---- Data provided
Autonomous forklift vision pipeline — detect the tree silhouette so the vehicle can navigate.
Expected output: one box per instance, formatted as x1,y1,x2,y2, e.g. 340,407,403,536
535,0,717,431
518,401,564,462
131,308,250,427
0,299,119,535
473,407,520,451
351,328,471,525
--------
→ **Instruction**:
Rewrite these lines, swapping "tree silhouette" for "pine tree" and leaving everything else as it is.

→ **Exercise solution**:
Autonomous forklift vision pipeline — detect the pine tree so the vehicle can navigate.
Expected output: one box per instance, formatted as x1,y1,x2,y2, e.g. 340,407,403,536
535,0,717,431
518,401,564,462
131,308,250,427
0,299,119,535
473,407,520,451
351,328,471,525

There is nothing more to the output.